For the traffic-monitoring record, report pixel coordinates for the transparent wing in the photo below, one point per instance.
---
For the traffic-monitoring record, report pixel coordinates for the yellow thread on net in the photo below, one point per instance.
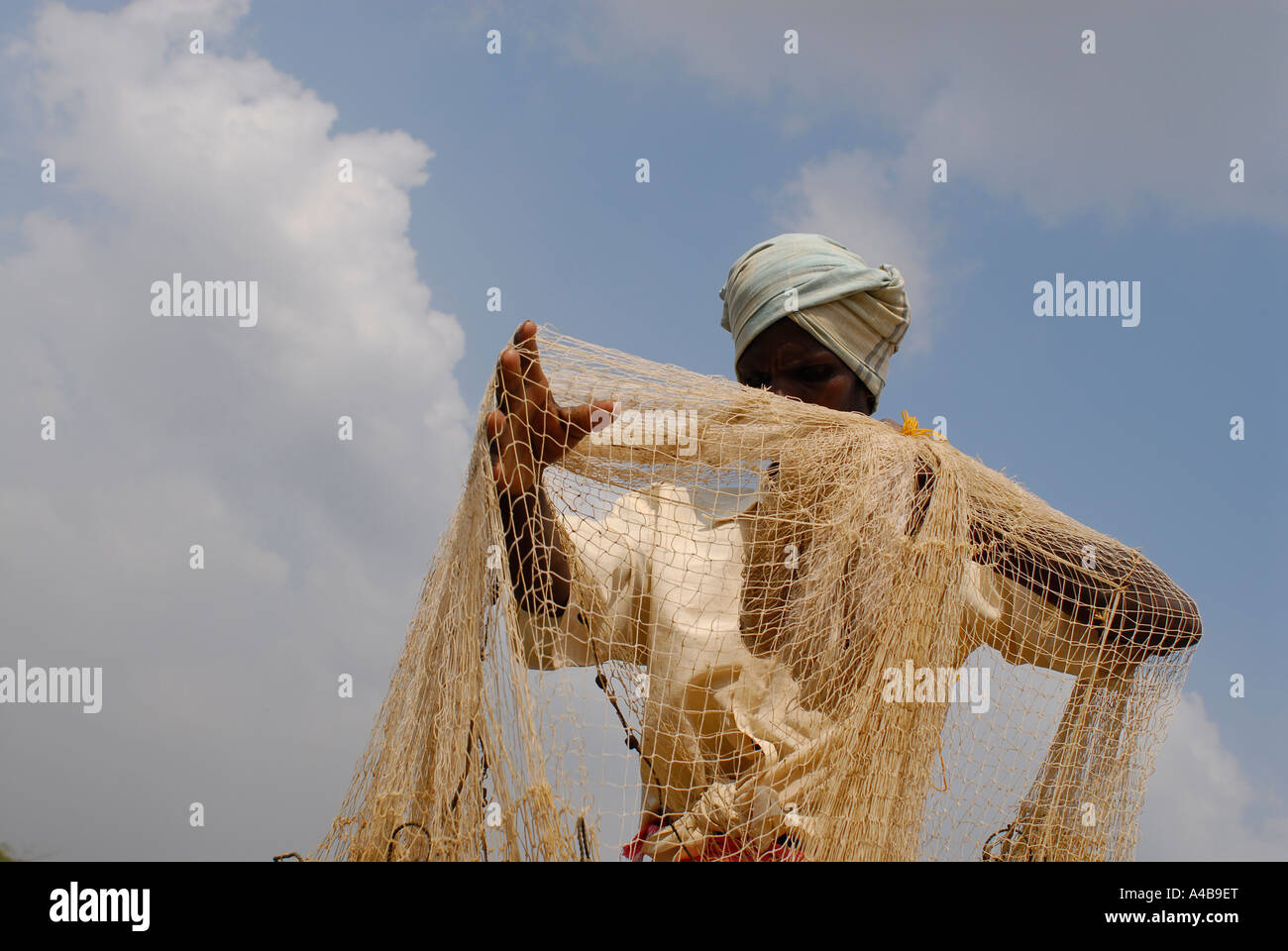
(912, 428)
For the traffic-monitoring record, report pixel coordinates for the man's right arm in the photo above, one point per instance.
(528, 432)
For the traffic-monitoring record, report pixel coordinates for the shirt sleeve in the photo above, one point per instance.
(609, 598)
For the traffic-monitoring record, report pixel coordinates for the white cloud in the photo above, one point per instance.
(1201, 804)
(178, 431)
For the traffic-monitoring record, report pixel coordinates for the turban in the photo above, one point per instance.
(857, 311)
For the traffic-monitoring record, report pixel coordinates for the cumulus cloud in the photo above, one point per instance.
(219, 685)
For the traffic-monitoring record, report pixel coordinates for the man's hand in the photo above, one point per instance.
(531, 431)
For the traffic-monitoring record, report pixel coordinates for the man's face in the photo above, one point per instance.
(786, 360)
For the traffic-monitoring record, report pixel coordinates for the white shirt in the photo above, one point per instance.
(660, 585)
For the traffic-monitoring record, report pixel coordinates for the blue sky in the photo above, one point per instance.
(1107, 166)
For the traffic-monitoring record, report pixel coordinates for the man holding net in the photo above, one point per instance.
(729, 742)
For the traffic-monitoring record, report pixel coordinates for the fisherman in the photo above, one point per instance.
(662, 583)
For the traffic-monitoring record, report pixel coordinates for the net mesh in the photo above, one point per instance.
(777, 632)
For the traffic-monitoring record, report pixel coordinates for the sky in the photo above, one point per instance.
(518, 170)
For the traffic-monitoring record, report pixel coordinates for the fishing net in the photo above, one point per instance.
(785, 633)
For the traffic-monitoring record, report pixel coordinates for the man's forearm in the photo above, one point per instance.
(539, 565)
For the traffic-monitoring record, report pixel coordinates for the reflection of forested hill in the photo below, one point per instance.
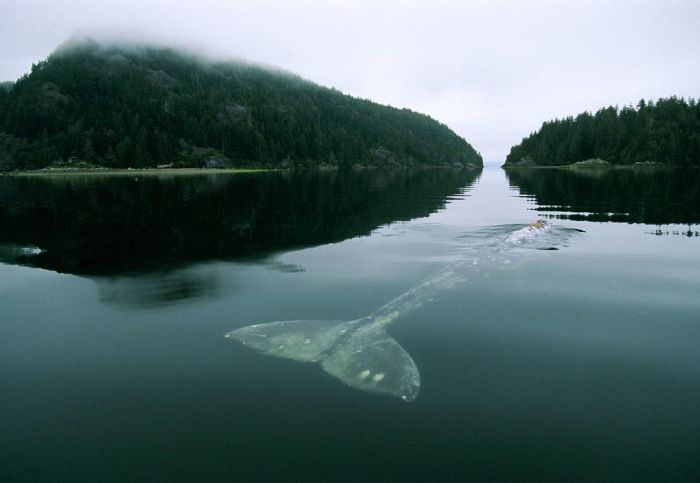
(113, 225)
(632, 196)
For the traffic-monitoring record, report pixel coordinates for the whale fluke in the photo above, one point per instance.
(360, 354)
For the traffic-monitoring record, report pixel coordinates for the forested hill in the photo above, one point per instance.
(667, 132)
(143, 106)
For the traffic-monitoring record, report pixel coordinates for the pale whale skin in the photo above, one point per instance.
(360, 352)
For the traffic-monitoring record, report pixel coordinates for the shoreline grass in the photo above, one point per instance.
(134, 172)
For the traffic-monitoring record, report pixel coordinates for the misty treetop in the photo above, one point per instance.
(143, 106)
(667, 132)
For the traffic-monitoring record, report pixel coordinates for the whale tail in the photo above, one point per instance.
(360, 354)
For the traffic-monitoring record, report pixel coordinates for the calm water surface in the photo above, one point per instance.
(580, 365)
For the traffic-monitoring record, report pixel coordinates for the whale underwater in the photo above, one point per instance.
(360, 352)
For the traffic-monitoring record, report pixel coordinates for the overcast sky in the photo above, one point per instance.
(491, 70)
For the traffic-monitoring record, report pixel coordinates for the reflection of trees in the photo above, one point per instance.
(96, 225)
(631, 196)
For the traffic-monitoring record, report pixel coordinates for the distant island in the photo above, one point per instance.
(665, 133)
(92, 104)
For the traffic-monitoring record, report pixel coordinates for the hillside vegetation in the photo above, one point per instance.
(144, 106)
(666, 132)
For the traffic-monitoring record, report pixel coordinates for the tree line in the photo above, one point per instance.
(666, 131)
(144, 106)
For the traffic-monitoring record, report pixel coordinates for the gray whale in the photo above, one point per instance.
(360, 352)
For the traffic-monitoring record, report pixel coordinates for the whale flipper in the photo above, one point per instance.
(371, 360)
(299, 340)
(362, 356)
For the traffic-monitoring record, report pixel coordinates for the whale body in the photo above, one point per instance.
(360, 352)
==
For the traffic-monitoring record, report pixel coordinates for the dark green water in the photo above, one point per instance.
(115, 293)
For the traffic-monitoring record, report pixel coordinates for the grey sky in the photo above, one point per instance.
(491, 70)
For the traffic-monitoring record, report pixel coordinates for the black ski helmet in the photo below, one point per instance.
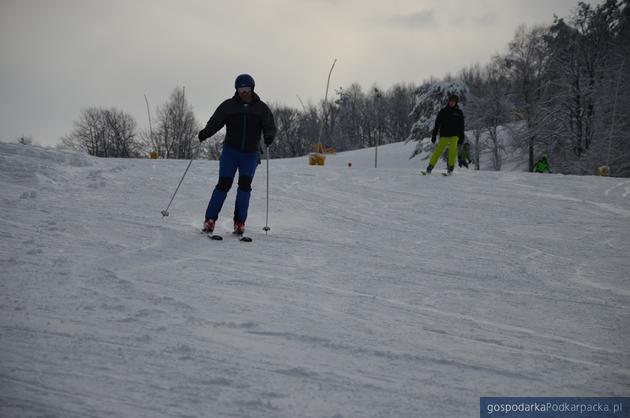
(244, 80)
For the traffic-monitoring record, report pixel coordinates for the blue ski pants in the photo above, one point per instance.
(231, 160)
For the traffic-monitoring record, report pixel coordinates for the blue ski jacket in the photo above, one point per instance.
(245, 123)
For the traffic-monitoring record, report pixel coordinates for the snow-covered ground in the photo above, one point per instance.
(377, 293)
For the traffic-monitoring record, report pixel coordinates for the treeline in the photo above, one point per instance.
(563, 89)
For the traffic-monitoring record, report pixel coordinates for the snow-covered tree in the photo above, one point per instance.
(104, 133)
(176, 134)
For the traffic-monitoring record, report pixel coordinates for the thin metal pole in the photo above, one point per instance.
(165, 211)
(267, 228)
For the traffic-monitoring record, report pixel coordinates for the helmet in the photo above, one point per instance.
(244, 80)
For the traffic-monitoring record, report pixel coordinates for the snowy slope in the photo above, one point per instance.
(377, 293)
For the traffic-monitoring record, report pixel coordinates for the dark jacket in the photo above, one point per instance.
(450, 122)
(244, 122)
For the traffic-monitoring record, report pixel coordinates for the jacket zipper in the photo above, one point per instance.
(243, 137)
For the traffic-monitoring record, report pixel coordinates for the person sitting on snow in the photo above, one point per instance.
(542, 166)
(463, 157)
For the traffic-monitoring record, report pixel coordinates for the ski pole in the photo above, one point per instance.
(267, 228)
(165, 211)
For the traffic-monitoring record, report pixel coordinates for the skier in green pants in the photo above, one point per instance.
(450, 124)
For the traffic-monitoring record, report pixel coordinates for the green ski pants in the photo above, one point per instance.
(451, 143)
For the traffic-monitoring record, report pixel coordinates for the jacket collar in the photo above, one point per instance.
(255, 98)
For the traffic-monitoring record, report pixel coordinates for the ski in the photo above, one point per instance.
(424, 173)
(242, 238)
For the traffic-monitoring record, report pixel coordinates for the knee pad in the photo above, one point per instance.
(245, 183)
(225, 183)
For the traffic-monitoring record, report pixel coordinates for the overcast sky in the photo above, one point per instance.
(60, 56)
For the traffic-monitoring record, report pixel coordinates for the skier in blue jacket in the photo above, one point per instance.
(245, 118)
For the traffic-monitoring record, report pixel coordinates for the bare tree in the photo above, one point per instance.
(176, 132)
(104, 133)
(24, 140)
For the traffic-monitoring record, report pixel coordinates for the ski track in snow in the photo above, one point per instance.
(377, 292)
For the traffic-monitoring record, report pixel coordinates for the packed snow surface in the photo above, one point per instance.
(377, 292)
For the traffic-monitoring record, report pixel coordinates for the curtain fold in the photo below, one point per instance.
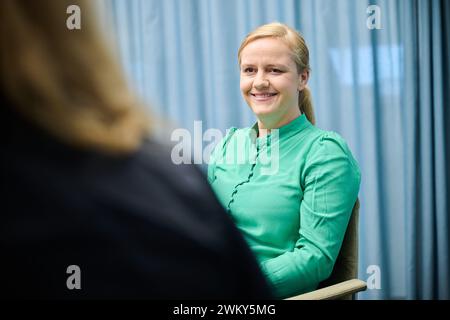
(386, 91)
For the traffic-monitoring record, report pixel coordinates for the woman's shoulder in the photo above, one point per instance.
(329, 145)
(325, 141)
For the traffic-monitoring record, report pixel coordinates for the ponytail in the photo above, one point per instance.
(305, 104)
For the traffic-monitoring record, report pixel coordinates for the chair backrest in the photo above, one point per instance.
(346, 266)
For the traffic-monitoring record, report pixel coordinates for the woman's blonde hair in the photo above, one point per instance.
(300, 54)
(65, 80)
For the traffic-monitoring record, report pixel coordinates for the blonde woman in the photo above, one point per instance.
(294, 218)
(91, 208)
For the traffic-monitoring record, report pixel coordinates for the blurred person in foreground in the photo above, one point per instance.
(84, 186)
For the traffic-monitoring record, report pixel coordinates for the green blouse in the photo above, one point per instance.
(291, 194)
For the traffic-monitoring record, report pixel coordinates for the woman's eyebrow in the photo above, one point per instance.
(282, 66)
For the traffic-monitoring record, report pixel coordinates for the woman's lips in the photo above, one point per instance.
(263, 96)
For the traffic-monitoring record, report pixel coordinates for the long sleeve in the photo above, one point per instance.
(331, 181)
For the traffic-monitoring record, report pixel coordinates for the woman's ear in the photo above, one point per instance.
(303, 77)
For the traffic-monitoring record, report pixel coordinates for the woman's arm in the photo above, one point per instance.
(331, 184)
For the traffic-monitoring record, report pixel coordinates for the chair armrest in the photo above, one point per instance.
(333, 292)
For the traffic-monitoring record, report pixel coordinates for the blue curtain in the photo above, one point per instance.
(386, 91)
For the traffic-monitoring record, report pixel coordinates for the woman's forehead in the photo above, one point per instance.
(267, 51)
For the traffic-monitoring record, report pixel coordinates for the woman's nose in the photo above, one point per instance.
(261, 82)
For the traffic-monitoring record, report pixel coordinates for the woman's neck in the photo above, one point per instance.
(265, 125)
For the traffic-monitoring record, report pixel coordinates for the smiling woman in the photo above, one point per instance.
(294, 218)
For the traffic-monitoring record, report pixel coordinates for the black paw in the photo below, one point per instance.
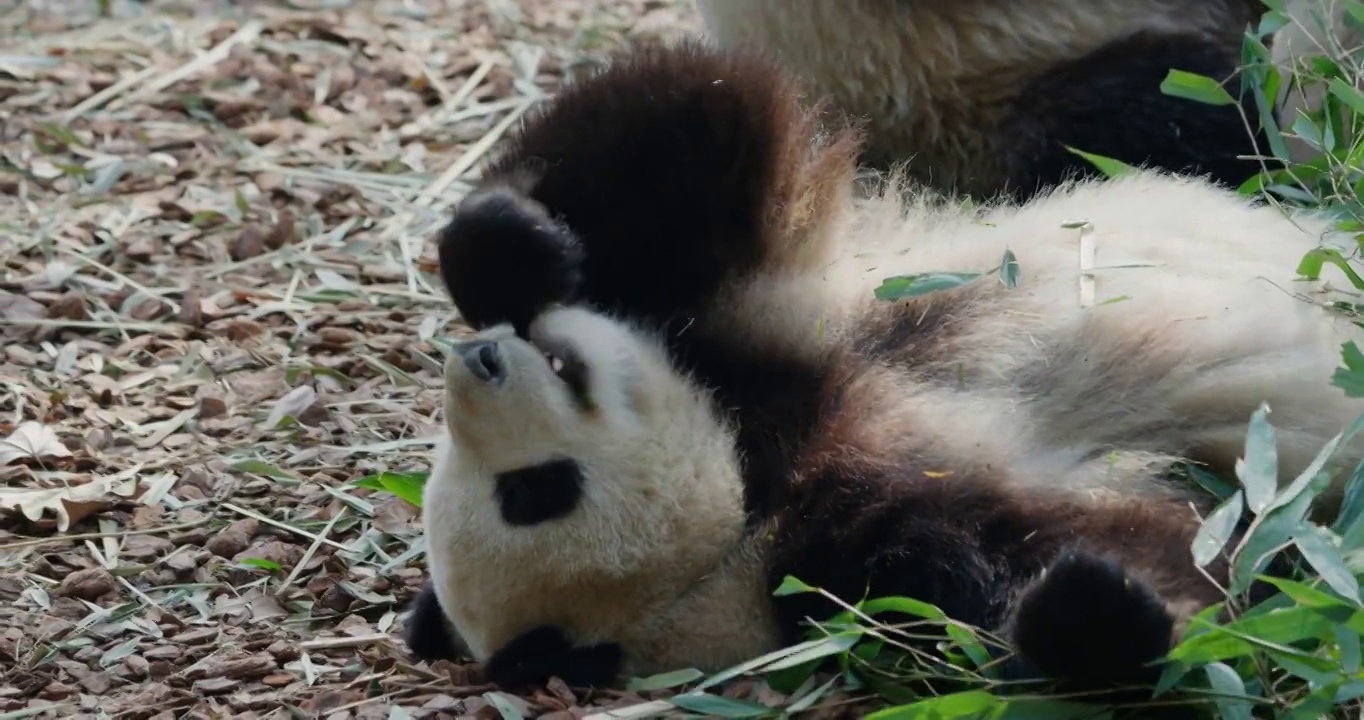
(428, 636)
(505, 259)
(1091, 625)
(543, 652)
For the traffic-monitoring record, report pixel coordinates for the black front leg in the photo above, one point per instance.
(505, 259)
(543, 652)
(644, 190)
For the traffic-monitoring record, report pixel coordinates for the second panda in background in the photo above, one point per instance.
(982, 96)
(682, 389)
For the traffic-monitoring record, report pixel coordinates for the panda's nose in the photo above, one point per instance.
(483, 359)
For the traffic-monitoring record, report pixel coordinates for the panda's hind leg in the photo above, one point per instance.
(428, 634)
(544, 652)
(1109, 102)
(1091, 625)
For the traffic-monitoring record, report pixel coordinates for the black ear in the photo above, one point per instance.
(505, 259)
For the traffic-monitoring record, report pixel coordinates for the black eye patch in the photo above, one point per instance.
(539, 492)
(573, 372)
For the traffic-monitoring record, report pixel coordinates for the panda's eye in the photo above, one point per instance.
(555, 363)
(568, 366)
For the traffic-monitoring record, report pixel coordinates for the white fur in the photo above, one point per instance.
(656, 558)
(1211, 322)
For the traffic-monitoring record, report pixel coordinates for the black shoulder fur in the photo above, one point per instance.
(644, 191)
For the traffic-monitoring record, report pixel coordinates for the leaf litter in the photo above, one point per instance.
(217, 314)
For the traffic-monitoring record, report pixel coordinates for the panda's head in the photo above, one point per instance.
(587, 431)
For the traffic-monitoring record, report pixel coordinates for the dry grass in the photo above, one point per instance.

What is being asked:
In the material above, locate the line containing "the panda's eye" and the line containing "for the dry". Transcribe exactly those two lines and every line between them, and nothing more.

Solution to this problem:
For the traffic-monitoring record, report pixel coordinates for the panda's eye in the photo above, one point per instance.
(555, 363)
(568, 366)
For the traffic-monitoring record, report pixel coordinates for the white fur in the photo above, one point per instance.
(656, 558)
(1211, 322)
For the traffic-monitoring record, report pixel coordinates for the black shoulder fur in the photo above, one point per instance.
(644, 191)
For the traffic-monitoring record, report pixel coordinates for the leaf litter in the photo above, one point per instance.
(217, 314)
For the traffic-monitoring record, report pixel coordinates for the panda's head in the photo above, one point per instance.
(587, 431)
For the traffic-monitoring record, report pixel coordinates for the dry grass in the photo above, one point per instance.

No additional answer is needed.